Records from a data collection
-- Opening Marker --

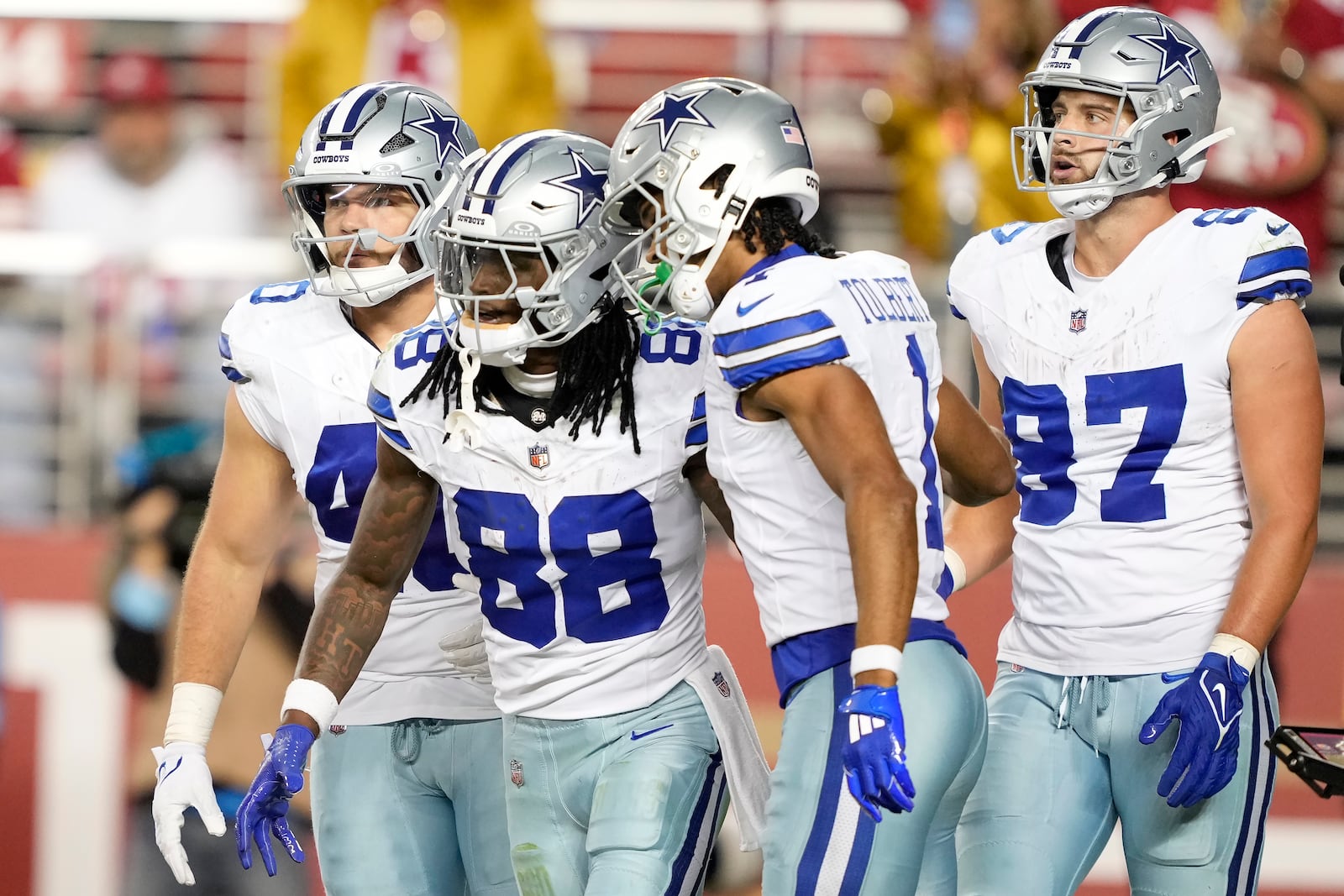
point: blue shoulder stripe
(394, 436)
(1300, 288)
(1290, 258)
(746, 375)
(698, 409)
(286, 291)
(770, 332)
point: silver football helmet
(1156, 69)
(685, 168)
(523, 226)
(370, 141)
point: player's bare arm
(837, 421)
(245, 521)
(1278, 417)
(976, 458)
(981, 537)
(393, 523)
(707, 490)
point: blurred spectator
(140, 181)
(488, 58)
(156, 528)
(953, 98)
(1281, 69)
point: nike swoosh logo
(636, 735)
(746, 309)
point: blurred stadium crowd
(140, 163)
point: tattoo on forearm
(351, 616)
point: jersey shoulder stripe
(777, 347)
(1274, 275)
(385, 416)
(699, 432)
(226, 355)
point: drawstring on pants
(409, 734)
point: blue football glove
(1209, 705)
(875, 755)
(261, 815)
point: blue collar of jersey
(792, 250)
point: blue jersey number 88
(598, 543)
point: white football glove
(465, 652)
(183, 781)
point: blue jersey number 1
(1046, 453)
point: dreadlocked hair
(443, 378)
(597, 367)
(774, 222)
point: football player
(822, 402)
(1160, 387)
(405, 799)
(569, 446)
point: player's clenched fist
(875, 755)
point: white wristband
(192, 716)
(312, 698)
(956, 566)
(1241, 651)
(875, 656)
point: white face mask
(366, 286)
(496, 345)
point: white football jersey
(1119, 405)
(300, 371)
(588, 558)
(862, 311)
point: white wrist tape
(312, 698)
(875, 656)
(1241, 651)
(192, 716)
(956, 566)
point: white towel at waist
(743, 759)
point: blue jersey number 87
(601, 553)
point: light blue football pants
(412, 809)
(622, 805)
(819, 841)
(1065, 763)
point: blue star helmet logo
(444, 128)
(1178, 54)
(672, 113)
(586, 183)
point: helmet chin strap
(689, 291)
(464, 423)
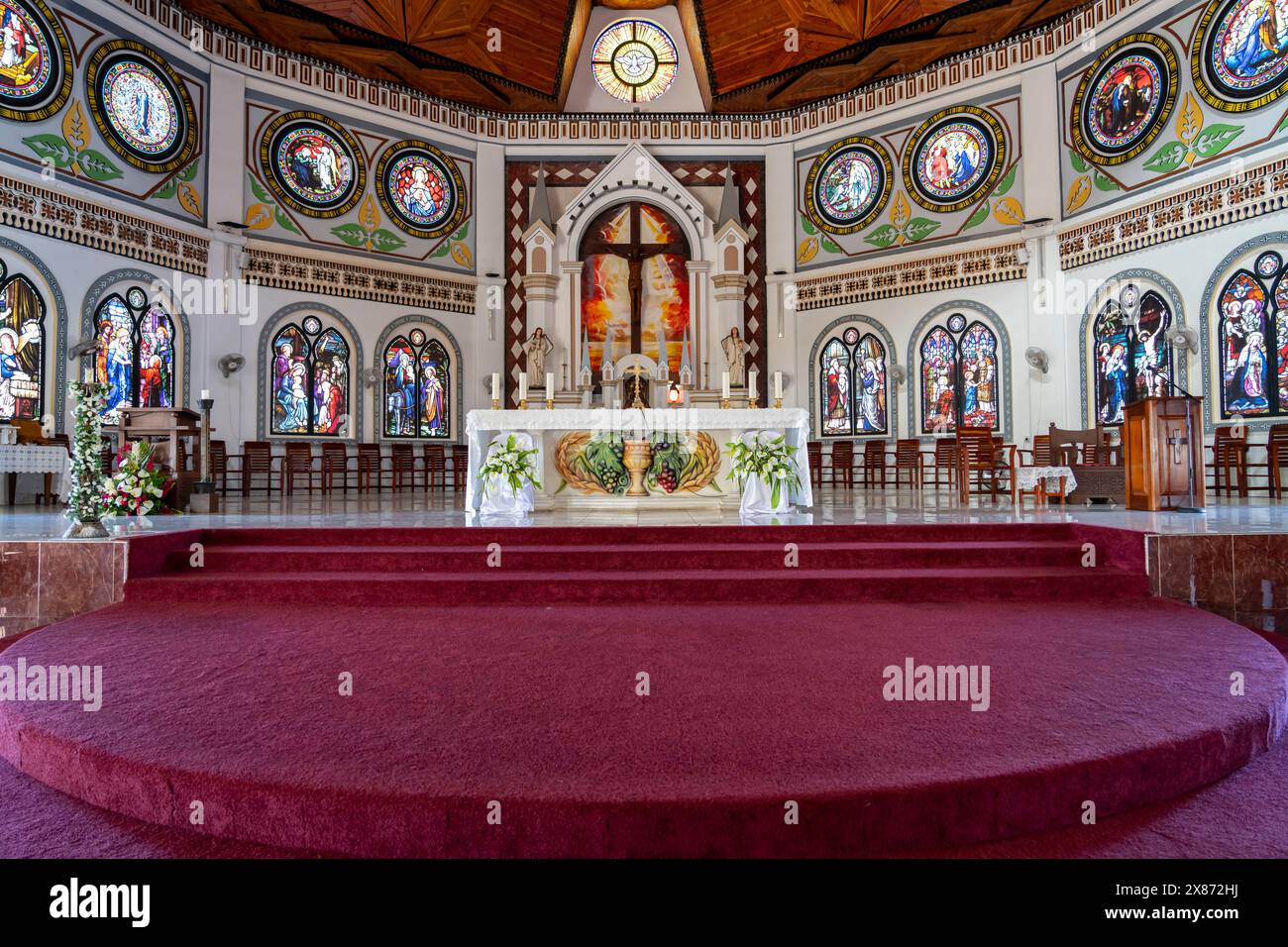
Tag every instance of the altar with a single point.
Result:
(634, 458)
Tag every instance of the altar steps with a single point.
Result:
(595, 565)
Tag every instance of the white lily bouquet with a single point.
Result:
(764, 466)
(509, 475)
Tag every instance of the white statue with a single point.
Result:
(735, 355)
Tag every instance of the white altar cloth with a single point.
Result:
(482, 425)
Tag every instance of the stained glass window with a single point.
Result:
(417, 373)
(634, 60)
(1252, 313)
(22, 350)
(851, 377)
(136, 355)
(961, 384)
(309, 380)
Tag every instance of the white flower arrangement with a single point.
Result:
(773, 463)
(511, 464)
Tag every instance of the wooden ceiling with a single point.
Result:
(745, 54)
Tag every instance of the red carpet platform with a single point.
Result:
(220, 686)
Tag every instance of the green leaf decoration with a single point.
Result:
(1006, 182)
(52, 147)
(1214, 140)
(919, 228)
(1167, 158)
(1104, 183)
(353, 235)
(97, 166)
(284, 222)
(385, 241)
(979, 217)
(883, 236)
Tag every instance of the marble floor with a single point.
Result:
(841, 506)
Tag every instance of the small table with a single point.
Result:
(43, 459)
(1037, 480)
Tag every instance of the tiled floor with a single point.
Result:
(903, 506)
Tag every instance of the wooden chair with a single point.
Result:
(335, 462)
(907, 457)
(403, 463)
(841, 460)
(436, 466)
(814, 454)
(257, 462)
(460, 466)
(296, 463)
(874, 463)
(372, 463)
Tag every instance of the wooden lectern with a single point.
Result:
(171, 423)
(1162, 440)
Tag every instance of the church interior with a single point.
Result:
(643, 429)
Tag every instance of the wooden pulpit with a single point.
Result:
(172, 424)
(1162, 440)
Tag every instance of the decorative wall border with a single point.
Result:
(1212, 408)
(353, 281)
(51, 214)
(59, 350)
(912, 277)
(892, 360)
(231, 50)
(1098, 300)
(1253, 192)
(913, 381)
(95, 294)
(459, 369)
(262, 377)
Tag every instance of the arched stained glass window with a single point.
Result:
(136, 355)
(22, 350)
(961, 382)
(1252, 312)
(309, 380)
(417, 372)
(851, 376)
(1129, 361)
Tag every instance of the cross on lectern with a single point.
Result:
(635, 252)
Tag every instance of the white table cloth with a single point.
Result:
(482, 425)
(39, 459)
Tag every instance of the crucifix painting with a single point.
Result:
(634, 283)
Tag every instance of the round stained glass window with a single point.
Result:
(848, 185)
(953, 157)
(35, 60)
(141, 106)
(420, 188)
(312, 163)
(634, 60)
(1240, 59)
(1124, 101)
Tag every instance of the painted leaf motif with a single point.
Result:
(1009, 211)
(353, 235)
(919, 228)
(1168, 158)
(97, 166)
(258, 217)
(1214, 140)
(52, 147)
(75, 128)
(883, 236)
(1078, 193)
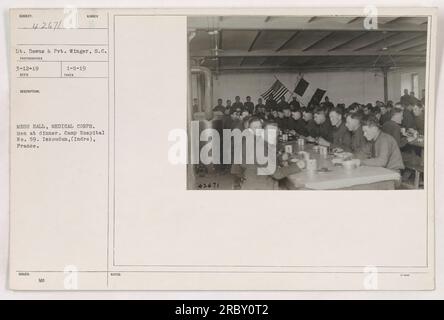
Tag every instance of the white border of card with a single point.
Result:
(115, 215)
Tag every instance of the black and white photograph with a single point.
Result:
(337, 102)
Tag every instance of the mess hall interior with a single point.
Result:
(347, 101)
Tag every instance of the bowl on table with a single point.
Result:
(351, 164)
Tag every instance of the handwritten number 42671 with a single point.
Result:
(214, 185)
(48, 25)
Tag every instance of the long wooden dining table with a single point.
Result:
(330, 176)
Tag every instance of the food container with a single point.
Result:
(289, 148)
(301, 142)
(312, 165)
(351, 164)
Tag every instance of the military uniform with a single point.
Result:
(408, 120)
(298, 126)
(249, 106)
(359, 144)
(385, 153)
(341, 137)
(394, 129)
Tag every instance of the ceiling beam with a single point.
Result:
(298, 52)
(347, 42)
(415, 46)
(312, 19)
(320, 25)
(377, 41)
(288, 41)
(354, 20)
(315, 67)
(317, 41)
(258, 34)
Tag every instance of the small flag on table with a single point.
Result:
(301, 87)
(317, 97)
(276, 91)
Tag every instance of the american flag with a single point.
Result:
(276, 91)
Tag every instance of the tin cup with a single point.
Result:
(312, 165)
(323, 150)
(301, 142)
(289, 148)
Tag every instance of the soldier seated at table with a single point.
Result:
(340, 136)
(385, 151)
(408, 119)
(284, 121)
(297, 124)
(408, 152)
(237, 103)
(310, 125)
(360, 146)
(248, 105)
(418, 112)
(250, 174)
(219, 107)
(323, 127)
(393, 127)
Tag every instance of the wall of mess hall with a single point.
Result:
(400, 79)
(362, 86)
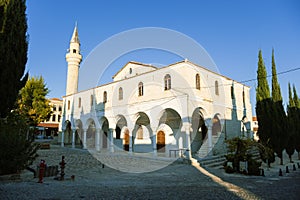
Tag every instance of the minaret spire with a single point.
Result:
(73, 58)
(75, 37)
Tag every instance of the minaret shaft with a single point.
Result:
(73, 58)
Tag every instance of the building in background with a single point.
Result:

-- Closing Marker --

- Work required
Scan the entries above and return each line that holds "leaf".

- Task result
Tag every instance of the green leaf decoration with a single point.
Tag every instance of the painted leaf motif with a single point.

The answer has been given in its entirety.